*Objective*
Repeat each entry word for word. Leave any images out of the copy.

*Given entries*
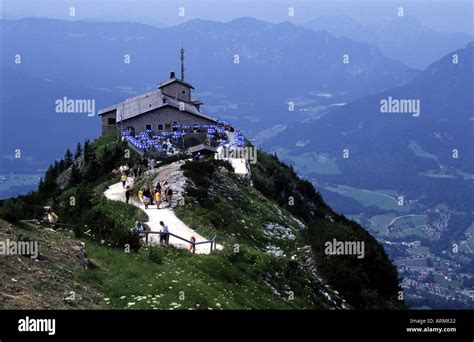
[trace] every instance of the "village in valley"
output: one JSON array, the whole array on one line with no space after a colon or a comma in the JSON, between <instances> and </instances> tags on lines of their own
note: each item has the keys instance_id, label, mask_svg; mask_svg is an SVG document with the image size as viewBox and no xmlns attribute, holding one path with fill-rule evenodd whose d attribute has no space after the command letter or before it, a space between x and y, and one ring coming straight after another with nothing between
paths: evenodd
<instances>
[{"instance_id":1,"label":"village in valley","mask_svg":"<svg viewBox=\"0 0 474 342\"><path fill-rule=\"evenodd\" d=\"M236 175L250 182L250 164L256 162L256 150L245 146L242 133L229 122L201 112L202 102L192 97L194 87L184 81L183 48L180 60L180 78L171 71L157 90L99 111L102 134L116 132L118 139L147 161L146 165L126 164L114 169L120 182L104 195L146 211L149 221L145 224L150 232L145 232L139 222L134 227L142 243L172 244L195 253L209 253L223 248L216 237L202 237L172 211L184 201L186 180L180 166L189 158L225 160ZM158 161L173 156L175 162L156 168ZM142 184L137 186L139 180Z\"/></svg>"}]
</instances>

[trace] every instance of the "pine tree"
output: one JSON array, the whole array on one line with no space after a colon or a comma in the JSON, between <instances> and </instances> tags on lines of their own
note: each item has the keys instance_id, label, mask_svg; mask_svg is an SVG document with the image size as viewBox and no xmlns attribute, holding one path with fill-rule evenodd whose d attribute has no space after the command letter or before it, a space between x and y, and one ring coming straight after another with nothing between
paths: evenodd
<instances>
[{"instance_id":1,"label":"pine tree","mask_svg":"<svg viewBox=\"0 0 474 342\"><path fill-rule=\"evenodd\" d=\"M77 143L77 147L76 147L76 153L74 153L74 159L77 159L81 156L82 154L82 146L81 146L81 143Z\"/></svg>"},{"instance_id":2,"label":"pine tree","mask_svg":"<svg viewBox=\"0 0 474 342\"><path fill-rule=\"evenodd\" d=\"M72 165L73 155L71 153L71 150L67 149L66 154L64 155L64 163L66 164L66 167L69 167Z\"/></svg>"},{"instance_id":3,"label":"pine tree","mask_svg":"<svg viewBox=\"0 0 474 342\"><path fill-rule=\"evenodd\" d=\"M73 164L71 167L71 176L69 178L69 185L75 186L81 182L81 171L76 164Z\"/></svg>"}]
</instances>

*Written reply*
[trace] every instance of the "village in valley"
output: one JSON array, the whole array on one line with no space after a colon or a comma in the JSON, between <instances> and </instances> tags on lines of their own
note: each item has the keys instance_id, label, mask_svg; mask_svg is an SVG document with the image size as viewBox and no xmlns attribute, holding one path with fill-rule evenodd whose d attribute has no space after the command letter or before it, a space between x and y, and one ring coming straight after another with nothing between
paths: evenodd
<instances>
[{"instance_id":1,"label":"village in valley","mask_svg":"<svg viewBox=\"0 0 474 342\"><path fill-rule=\"evenodd\" d=\"M236 175L250 182L250 164L256 162L256 150L245 146L242 133L229 122L201 112L202 102L192 97L194 87L184 81L183 48L180 60L180 78L171 71L157 90L99 111L102 134L116 132L118 139L147 161L146 165L126 164L114 169L120 182L104 195L146 211L149 221L145 224L150 232L145 232L139 222L134 227L142 243L172 244L195 253L209 253L223 248L216 237L202 237L172 211L184 201L186 180L180 166L189 158L225 160ZM158 161L173 156L175 162L156 168ZM142 184L137 186L139 180Z\"/></svg>"}]
</instances>

[trace] every instance of the "pine tree"
output: one JSON array, the whole array on one line with no space after a colon or a comma in the JSON, between <instances> and </instances> tags on lines of their own
note: each item has the keys instance_id, label, mask_svg; mask_svg is an SVG document with the image size as viewBox and no xmlns attribute, holding one path with fill-rule evenodd whose d attribute has no space after the command letter or before it, a space between x and y, and one ring coming straight after another with nothing between
paths: evenodd
<instances>
[{"instance_id":1,"label":"pine tree","mask_svg":"<svg viewBox=\"0 0 474 342\"><path fill-rule=\"evenodd\" d=\"M77 143L77 147L76 147L76 153L74 153L74 159L77 159L81 156L82 154L82 146L81 146L81 143Z\"/></svg>"},{"instance_id":2,"label":"pine tree","mask_svg":"<svg viewBox=\"0 0 474 342\"><path fill-rule=\"evenodd\" d=\"M72 165L73 155L71 153L71 150L67 149L66 154L64 155L64 163L66 164L66 167L69 167Z\"/></svg>"},{"instance_id":3,"label":"pine tree","mask_svg":"<svg viewBox=\"0 0 474 342\"><path fill-rule=\"evenodd\" d=\"M73 164L71 167L71 176L69 178L69 185L75 186L81 182L81 171L76 164Z\"/></svg>"}]
</instances>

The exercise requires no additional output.